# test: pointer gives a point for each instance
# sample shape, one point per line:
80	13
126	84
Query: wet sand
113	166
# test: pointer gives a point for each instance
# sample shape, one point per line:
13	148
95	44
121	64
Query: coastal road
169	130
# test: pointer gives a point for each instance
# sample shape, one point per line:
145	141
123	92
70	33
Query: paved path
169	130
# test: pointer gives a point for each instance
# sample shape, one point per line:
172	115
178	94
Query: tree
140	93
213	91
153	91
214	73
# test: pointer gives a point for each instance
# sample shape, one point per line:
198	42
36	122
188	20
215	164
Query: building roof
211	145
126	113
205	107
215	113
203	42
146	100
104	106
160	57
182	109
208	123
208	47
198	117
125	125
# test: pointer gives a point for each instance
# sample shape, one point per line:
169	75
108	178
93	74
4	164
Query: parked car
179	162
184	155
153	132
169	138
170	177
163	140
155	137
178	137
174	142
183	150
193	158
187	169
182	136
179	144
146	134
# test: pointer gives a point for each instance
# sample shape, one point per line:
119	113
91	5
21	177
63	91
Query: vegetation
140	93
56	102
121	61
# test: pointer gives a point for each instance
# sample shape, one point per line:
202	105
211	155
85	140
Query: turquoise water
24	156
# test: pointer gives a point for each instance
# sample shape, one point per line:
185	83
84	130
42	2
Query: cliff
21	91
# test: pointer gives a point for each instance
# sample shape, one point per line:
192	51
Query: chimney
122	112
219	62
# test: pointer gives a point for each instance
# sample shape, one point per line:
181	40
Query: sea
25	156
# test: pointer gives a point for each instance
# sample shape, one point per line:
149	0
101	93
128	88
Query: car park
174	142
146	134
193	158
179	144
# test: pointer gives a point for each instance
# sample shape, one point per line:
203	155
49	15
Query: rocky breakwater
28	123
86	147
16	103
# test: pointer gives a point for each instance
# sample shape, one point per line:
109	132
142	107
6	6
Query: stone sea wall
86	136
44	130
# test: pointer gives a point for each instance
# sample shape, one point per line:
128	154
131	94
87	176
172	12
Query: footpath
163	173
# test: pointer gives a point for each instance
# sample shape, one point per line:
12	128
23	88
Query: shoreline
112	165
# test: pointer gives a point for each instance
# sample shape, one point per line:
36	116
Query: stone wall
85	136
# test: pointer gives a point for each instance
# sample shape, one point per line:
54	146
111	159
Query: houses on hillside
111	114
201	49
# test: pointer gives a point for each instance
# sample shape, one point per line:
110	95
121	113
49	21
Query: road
☆ ☆ ☆ ☆ ☆
#### Written problem
Which lines in the records above contain the string "stone"? Report each of them in full, matching case exactly.

#### Result for this task
Query: stone sea wall
Query: stone wall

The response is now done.